» Excerpt provided
• • •
AWS Open Source Blog
Migrating Cortex CI/CD workflows to GitHub Actions
In this blog post, intern engineers Azfaar Qureshi and Shovnik Bhattacharya talk about their experience working with Cortex, a popular open source observability project. They share the challenges they faced and how they applied lessons learned to improve the development experience for other contributors in the Cortex Project.
The rise of open source has completely transformed the software industry. From Kubernetes to Linux to Git, open source projects have become massively popular and are often the industry standard within their respective fields. As such, it has become increasingly important—even necessary—for developers to be able to contribute to these projects. However, making new contributions is not always a developer-friendly experience.
Throughout our internship, we worked on various open source projects. We quickly found that contributing to these projects is different from working on a project that you or your organization already own. Typically, you would branch off the main repository to work on your changes locally (periodically pushing them if need be) and then create a pull request (PR) once you are done. However, this workflow is not always possible in large open source projects. For example, Cloud Native Computing Foundation (CNCF) projects follow a strict governance structure. Unlike maintainers or approvers, contributors cannot assign themselves issues or PRs. Contributors cannot create branches in the main repository or push to an existing branch either. Instead, they must fork the project and create PRs from there. However, these limitations cause an often overlooked problem: Most CI/CD providers, such as TravisCI or CircleCI, do not support having their CI workflows run out of the box on forked repositories.
At a glance, this process does not seem like much of an issue. After all, you can just set up an account with the CI provider and manually configure your workflows to run on the fork. However, as an individual contributor who is not part of a larger organization, you are often not eligible for special pricing plans. Your limited free-tier minutes might run out, which can become a barrier for frequent, long-term open source contributions.
On the other hand, if you do not set up CI on your fork, you are prone to creating unstable upstream PRs, and community effort will be wasted sifting through them. Another problem we noticed is that details on test results, logs, and artifacts are only visible by navigating to the CI provider’s website. Additionally, some CI providers, such as CircleCI, require OAUTH access to your GitHub account, which can be an issue for security-conscious individuals who use GitHub Single Sign On (SSO) because it incurs a potential security vulnerability.
We decided to address these issues in Cortex in particular because our teams at AWS work with Cortex frequently. Cortex is a popular open source project that provides scalable, highly available, and multi-tenant storage of time-series metrics. We aimed to improve the project’s CI infrastructure in terms of security, ease of use, and minimizing the barrier to entry for all developers.
• • •
» Material shown

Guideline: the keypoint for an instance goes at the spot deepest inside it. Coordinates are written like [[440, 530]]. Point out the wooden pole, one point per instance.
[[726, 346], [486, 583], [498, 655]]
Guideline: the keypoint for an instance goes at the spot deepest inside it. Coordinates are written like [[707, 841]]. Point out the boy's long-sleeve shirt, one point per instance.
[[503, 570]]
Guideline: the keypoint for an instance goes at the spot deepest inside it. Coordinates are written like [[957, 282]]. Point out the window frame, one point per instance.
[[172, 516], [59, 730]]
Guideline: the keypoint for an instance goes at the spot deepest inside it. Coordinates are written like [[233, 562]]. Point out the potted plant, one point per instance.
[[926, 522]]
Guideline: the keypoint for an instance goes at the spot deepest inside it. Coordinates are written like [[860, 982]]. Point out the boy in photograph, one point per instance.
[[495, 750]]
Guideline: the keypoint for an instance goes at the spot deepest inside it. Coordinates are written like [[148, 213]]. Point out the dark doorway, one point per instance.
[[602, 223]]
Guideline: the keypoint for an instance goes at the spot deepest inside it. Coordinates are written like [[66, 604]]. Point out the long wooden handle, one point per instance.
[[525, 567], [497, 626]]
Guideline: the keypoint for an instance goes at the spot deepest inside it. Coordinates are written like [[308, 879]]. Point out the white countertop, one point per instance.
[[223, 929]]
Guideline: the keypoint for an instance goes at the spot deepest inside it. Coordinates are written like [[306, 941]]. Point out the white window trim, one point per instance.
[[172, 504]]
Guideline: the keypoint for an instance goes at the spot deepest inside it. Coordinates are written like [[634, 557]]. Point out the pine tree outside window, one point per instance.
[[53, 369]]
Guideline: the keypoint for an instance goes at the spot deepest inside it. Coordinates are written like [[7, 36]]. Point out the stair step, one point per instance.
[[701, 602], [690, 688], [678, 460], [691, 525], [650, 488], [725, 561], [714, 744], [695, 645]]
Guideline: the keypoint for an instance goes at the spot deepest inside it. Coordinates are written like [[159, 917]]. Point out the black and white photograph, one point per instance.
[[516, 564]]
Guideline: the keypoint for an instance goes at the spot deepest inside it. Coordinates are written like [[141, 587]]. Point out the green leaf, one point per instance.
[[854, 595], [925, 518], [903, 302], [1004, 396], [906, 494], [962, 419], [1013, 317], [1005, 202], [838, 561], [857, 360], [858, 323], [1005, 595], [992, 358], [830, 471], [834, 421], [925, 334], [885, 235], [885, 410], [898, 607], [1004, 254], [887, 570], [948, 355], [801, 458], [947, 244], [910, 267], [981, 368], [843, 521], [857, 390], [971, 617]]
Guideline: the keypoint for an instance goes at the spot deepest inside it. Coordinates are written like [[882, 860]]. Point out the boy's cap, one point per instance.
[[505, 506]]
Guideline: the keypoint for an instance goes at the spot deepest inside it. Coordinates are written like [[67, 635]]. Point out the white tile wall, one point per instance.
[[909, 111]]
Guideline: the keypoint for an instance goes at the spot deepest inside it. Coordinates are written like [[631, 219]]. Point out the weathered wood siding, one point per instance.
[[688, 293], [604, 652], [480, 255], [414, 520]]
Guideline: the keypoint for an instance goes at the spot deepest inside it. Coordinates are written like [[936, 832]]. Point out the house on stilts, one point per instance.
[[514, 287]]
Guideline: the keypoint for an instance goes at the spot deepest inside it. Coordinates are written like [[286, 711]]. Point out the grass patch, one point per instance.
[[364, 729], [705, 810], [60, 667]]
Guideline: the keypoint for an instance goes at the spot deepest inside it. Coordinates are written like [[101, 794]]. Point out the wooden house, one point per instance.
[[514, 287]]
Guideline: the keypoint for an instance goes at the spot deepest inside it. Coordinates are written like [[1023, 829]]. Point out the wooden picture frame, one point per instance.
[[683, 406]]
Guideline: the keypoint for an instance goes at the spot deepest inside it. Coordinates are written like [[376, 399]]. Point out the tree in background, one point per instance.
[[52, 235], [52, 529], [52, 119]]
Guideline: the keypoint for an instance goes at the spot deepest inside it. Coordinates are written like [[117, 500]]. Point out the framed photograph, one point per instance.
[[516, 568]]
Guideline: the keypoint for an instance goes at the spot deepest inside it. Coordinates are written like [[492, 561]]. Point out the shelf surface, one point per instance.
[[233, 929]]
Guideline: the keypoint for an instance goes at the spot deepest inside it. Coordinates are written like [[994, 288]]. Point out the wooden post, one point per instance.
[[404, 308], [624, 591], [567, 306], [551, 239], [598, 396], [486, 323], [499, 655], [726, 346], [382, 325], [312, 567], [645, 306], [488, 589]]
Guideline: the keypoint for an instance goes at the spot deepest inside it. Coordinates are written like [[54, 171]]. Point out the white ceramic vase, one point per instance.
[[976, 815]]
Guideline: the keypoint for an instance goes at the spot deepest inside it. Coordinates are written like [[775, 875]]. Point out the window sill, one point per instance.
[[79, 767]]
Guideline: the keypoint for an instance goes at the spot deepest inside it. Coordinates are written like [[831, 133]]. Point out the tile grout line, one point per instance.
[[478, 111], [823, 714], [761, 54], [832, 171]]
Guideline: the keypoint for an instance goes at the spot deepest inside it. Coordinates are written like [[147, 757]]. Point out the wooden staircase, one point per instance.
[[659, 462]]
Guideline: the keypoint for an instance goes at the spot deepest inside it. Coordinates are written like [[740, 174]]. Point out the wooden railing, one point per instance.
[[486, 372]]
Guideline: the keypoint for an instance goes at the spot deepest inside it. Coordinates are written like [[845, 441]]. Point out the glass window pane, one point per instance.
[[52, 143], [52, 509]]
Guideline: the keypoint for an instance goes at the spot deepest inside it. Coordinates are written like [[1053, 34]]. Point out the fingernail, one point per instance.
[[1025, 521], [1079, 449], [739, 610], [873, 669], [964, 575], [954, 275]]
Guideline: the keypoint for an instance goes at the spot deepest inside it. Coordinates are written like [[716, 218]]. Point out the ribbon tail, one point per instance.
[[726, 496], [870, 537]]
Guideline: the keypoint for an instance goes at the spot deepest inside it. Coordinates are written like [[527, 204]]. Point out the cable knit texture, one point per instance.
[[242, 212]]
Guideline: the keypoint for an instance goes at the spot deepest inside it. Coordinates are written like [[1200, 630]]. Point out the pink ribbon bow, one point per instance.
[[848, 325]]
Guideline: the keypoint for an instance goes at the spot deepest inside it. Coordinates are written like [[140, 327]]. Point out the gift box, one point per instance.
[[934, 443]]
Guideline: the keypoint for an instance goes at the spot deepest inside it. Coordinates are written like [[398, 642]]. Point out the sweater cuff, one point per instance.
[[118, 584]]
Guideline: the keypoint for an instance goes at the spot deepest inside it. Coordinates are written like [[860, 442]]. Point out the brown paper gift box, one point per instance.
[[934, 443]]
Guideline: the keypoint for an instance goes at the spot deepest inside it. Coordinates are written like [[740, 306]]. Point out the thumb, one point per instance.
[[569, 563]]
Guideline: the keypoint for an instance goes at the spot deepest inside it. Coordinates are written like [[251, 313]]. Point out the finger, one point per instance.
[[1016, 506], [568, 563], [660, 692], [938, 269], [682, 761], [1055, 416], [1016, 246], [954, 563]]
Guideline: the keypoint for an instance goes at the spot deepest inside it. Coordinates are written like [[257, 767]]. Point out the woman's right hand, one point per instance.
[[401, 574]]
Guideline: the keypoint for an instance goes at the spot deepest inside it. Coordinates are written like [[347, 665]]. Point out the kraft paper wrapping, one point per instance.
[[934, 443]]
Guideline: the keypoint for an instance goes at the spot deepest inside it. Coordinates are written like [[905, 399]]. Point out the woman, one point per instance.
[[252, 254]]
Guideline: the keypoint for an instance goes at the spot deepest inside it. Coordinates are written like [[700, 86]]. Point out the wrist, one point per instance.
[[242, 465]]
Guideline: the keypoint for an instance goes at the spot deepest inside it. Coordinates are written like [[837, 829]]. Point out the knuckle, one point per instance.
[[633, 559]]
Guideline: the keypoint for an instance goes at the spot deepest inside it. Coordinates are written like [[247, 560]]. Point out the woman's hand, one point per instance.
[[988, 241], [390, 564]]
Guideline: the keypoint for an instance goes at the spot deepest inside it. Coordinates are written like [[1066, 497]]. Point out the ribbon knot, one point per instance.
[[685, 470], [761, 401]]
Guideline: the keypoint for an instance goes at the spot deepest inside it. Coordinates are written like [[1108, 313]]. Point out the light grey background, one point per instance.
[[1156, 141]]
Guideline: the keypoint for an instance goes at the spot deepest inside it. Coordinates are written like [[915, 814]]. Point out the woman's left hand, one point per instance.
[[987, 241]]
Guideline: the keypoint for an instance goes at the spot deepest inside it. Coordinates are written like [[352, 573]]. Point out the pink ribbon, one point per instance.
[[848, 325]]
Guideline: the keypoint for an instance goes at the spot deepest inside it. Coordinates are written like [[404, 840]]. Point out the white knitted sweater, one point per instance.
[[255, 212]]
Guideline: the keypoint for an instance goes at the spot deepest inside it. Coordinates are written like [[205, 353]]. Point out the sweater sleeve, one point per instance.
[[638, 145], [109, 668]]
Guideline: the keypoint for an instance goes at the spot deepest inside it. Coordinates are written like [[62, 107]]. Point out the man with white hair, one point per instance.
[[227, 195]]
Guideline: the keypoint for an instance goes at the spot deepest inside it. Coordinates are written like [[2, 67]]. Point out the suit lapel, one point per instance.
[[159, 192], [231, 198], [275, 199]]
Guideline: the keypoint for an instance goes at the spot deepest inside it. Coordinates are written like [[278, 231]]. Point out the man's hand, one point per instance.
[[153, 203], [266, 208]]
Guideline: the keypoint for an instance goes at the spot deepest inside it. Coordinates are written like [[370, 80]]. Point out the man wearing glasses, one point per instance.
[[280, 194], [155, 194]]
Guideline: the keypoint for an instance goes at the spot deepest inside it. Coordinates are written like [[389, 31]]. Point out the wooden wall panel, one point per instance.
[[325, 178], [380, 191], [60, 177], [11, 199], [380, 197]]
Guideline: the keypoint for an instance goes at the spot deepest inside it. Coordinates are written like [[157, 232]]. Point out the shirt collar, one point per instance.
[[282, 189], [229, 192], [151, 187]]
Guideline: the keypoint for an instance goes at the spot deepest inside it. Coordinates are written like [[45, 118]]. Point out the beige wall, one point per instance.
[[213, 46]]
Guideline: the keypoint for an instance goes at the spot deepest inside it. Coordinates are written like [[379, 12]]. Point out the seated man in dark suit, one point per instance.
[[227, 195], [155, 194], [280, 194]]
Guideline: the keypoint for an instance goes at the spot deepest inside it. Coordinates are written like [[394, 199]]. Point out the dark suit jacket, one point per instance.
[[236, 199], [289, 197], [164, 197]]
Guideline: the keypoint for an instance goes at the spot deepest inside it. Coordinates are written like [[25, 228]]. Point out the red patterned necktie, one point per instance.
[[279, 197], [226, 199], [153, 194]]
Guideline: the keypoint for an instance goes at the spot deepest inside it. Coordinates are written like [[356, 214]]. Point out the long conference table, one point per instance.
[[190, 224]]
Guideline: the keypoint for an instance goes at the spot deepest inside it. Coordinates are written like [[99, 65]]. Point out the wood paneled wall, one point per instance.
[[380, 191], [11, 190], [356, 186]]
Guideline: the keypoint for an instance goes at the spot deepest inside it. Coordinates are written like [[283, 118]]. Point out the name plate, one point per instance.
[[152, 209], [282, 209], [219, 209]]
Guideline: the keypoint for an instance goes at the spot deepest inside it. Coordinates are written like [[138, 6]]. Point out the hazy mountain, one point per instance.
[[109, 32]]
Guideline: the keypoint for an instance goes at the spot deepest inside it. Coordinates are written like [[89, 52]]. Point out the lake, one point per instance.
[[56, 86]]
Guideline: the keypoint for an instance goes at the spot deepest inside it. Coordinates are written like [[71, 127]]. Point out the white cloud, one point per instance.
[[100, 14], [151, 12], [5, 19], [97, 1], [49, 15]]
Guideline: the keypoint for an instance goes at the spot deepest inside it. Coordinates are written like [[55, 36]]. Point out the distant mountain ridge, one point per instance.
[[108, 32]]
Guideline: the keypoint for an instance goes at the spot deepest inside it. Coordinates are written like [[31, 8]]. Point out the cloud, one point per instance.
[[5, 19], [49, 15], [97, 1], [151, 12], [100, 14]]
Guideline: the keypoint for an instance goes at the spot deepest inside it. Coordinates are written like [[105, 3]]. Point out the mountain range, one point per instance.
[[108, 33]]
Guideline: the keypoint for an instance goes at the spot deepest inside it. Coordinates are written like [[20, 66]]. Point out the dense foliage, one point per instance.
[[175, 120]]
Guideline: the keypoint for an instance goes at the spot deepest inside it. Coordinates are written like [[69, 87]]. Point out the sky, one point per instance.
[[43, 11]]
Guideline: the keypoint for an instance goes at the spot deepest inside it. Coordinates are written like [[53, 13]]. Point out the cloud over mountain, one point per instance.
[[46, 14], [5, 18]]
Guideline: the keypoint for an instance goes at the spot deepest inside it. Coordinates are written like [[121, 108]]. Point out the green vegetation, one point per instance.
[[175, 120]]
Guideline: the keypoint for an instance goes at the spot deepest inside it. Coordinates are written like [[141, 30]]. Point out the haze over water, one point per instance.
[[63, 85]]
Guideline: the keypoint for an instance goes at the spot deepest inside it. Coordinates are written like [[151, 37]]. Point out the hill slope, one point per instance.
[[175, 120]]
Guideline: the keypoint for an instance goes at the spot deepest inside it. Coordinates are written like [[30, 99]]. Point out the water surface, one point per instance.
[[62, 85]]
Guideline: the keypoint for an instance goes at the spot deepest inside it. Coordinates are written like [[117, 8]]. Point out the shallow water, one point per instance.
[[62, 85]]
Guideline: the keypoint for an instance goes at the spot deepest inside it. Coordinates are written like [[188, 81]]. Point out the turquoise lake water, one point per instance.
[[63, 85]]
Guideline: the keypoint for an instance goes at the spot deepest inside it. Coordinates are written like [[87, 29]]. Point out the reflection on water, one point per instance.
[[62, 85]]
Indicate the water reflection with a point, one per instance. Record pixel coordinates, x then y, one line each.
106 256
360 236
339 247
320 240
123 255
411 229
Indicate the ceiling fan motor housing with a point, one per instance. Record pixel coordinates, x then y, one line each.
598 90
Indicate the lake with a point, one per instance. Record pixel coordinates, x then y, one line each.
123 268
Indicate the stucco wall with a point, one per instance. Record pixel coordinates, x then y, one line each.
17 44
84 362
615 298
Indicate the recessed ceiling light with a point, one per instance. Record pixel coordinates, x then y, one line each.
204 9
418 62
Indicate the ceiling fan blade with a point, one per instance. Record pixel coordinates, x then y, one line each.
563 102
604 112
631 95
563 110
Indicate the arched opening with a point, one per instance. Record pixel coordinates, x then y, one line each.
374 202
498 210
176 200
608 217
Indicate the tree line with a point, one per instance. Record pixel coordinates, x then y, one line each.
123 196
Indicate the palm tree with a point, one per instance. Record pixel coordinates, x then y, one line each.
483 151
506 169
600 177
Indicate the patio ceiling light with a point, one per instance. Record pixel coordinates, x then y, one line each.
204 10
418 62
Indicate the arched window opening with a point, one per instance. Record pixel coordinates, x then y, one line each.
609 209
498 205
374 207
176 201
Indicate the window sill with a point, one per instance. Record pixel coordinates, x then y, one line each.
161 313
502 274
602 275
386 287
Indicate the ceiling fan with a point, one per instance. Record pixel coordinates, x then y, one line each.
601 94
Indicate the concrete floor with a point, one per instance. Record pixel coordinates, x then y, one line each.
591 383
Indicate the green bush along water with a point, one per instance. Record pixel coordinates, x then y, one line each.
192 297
• • •
» Exercise prompt
Write the next part of the post on migrating Cortex CI/CD workflows to GitHub Actions, picking up after its final sentence. The items have nothing to do with the post on migrating Cortex CI/CD workflows to GitHub Actions.

» Result
Proposed solution
To address the pain points listed above, we evaluated alternative CI providers, ultimately deciding on GitHub Actions, which is GitHub’s first-party CI/CD platform. It not only addressed our concerns but also provided more advantages for the open source community than CircleCI, the existing CI provider for Cortex.
GitHub Actions addressed our concerns about ease of use. CI workflows written in GitHub Actions work out of the box on forked repositories. As mentioned above, ease of use has been a key feature lacking from CircleCI. Contributors are unable to run the CI pipeline until after an upstream pull request is made. Adopting GitHub Actions will ensure more stable and higher quality PRs before community effort is spent reviewing them. This approach helps increase developer velocity by reducing feedback cycles.
Furthermore, GitHub Actions helps projects align with the core open source value of transparency. Test results, logs, and artifacts can be viewed freely from within the GitHub repository rather than having this information withheld behind a third-party service.
Migrating to GitHub Actions also offers the advantage of future proofing. Cortex provides Arm releases of their project, but there is a lack of CI infrastructure to test this environment because CircleCI does not support Arm containers. GitHub Actions, however, does. This support is increasingly relevant to users of Cortex because most major cloud providers, such as Amazon Web Services (AWS), Microsoft Azure, and Google Cloud Platform (GCP), provide Arm compute instances on which their deployments could be running. MacBooks are also switching to Arm, so having a CI pipeline to supports tests in this environment is important in the long term.
Another important benefit is potentially lower costs. GitHub Actions is completely free for open source repositories. CircleCI provides only an annual credit stipend, which may not serve the needs of larger open source projects as the community grows or workflows become more intensive. Running out of CircleCI credits was an actual problem for Cortex as captured in issue #2340.
Finally, GitHub Actions has a much richer feature set. GitHub Actions supports a wider variety of workflows than CircleCI. GitHub Actions has 30 unique workflow triggers, whereas CircleCI only has three : push, manual, and schedule. Workflows such as pull request templates, closing stale issues, and running custom jobs on new releases are all natively supported with GitHub Actions.
Technical evaluation
Our next step was to make sure that a migration to GitHub Actions was feasible from a technical point of view. We accomplished this by doing a deep dive into the feature offerings of GitHub Actions and CircleCI and comparing them with the features currently in use by the Cortex CI pipeline.
Comparison of features
This analysis allowed us to confirm that GitHub Actions had all the necessary features to move forward with the migration.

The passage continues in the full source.